Open twenty Skyrim graphics threads and half of them are running the same argument: ENB or Community Shaders. For about a decade ENB was the answer if you wanted Skyrim to stop looking like 2011, and you paid for it in frames. Then Community Shaders turned up, free and built into the game through SKSE, and suddenly the terrain in people’s screenshots looked wet and layered without the usual tax on the framerate.
The trouble with any of this is that graphics mods are almost impossible to judge from a gallery. Ten glossy shots of someone else’s load order, shot in scenes you’ll never stand in, tell you nothing about what one addon does on your rig. So here is Community Shaders the only honest way: the same spot, vanilla on one side, the shader on the other, with a handle you drag.
What Community Shaders actually is
Community Shaders is a free, open-source rendering framework for Skyrim Special Edition and AE. Instead of bolting a whole new post-processing layer on top of the game the way ENB does, it works inside Skyrim’s own shaders through SKSE, fixing long-standing visual bugs and adding modern rendering techniques as optional plugins. You install the core, then pick the addons you want: terrain parallax, screen-space effects, water and grass upgrades, and so on.

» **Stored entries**
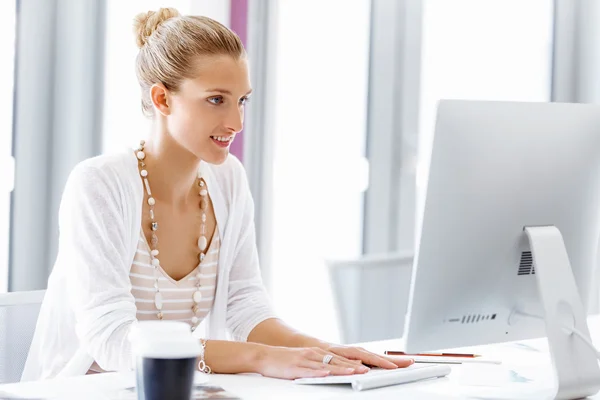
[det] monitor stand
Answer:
[512,226,600,399]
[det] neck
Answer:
[144,123,200,206]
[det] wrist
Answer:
[292,334,331,350]
[244,343,271,374]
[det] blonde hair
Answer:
[133,8,246,117]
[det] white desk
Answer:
[0,317,600,400]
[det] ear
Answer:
[150,83,171,116]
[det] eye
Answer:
[208,96,223,106]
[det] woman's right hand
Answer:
[256,346,369,379]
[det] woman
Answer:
[23,8,412,380]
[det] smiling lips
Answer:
[210,135,233,147]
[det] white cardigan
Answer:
[22,150,275,380]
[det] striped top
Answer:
[88,227,221,373]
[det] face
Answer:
[153,56,252,164]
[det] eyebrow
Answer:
[207,88,252,96]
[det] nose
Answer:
[225,107,244,133]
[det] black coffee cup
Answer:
[130,321,201,400]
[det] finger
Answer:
[329,356,369,374]
[302,361,356,375]
[290,367,331,379]
[312,350,369,374]
[336,347,398,369]
[385,357,415,368]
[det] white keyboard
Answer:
[294,364,451,390]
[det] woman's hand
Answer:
[256,346,372,379]
[325,345,414,369]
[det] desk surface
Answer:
[0,317,600,400]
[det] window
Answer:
[0,1,16,293]
[268,0,370,341]
[417,0,554,189]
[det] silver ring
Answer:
[323,354,333,364]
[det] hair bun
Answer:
[133,8,181,49]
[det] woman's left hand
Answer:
[324,345,414,369]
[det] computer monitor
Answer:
[404,100,600,398]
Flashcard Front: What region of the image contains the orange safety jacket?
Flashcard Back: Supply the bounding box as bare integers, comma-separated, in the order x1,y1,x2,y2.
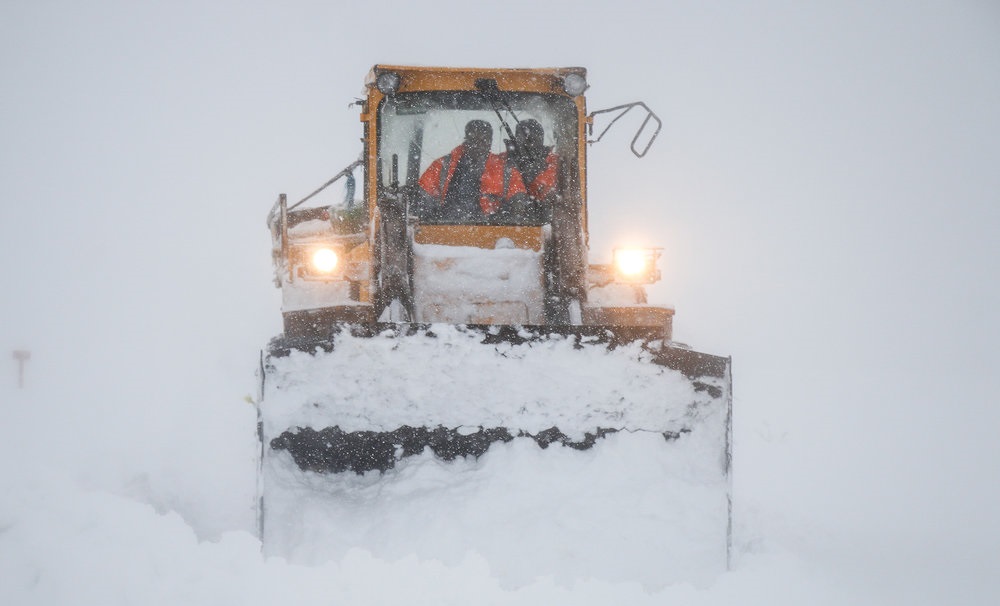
419,145,527,215
500,152,559,200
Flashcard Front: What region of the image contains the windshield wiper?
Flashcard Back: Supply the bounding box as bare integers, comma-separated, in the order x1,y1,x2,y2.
476,78,521,147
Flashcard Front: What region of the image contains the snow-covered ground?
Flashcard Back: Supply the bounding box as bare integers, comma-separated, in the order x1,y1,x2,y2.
0,332,1000,605
0,0,1000,606
262,325,729,589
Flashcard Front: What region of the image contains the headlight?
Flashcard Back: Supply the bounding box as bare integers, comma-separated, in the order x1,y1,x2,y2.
612,248,660,284
375,72,401,95
563,74,587,97
312,248,338,274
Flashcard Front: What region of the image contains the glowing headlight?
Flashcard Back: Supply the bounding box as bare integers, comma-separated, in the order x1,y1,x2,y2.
375,72,401,95
312,248,338,274
563,74,587,97
613,248,660,283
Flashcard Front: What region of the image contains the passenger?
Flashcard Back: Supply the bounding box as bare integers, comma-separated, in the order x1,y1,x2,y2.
419,120,526,222
500,118,559,201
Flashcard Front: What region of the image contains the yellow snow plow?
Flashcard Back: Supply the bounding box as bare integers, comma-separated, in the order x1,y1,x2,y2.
259,65,731,582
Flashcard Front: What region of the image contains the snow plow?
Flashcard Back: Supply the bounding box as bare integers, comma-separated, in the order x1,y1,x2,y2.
258,65,731,586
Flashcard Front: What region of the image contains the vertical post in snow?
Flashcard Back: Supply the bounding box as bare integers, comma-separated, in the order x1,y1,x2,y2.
14,349,31,389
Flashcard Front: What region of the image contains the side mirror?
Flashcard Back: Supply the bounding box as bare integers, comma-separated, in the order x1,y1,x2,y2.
587,101,663,158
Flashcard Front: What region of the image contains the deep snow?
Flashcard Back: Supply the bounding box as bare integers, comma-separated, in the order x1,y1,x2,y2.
0,338,1000,605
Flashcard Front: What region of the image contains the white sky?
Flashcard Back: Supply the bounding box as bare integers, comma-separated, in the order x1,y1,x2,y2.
0,0,1000,564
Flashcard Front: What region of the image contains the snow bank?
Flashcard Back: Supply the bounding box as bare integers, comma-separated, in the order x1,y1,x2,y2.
262,326,728,589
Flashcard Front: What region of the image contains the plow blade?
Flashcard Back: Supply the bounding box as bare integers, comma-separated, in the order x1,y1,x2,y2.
258,325,731,587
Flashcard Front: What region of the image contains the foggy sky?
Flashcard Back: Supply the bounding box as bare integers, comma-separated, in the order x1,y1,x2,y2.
0,0,1000,560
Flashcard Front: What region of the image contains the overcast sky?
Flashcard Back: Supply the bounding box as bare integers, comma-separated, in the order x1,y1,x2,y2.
0,0,1000,560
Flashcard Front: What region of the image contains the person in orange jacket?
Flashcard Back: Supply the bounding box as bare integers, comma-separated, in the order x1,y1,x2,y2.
419,120,527,222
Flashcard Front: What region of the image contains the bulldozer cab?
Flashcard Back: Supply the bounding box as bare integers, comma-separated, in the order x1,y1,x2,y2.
362,66,586,325
369,68,585,226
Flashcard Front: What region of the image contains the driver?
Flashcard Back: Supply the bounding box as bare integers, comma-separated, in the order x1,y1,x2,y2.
419,120,527,221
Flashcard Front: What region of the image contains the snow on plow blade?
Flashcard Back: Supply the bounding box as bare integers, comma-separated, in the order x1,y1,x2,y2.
259,325,731,587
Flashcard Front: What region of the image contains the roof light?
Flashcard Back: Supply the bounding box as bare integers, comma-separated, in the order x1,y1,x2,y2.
563,74,587,97
612,248,660,284
312,248,338,274
375,72,402,95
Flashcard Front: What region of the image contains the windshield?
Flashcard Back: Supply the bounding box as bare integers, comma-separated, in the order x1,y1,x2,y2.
378,91,577,225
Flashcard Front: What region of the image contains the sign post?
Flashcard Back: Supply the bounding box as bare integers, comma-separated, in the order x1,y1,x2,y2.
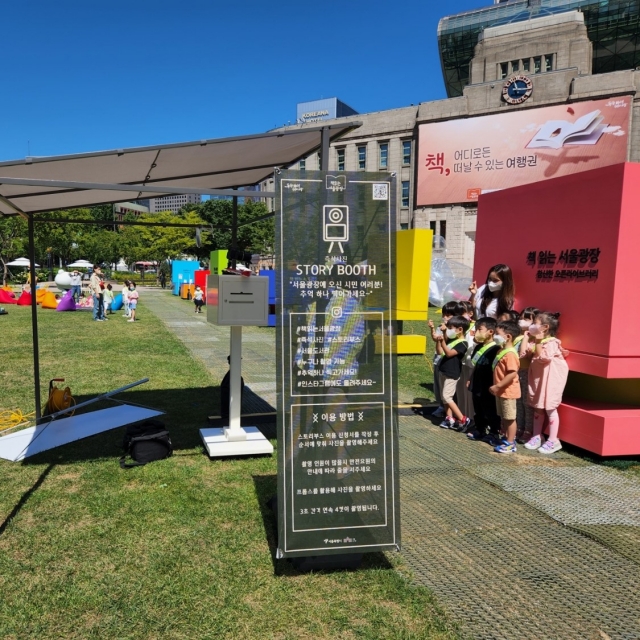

» **Problem set**
**A)** Reproduce the Community Shaders text from "Open twenty Skyrim" to "on the framerate.", replacing "frames" with "performance".
**B)** Answer these questions about the Community Shaders text:
(i) For about how long was ENB the answer for making Skyrim look better?
(ii) Which editions of Skyrim is Community Shaders a rendering framework for?
(iii) How does the text say it will present Community Shaders?

» **Task answers**
**A)**
Open twenty Skyrim graphics threads and half of them are running the same argument: ENB or Community Shaders. For about a decade ENB was the answer if you wanted Skyrim to stop looking like 2011, and you paid for it in performance. Then Community Shaders turned up, free and built into the game through SKSE, and suddenly the terrain in people’s screenshots looked wet and layered without the usual tax on the framerate.

**B)**
(i) About a decade.
(ii) Skyrim Special Edition and AE.
(iii) It shows the same spot with vanilla on one side and the shader on the other, with a handle you drag.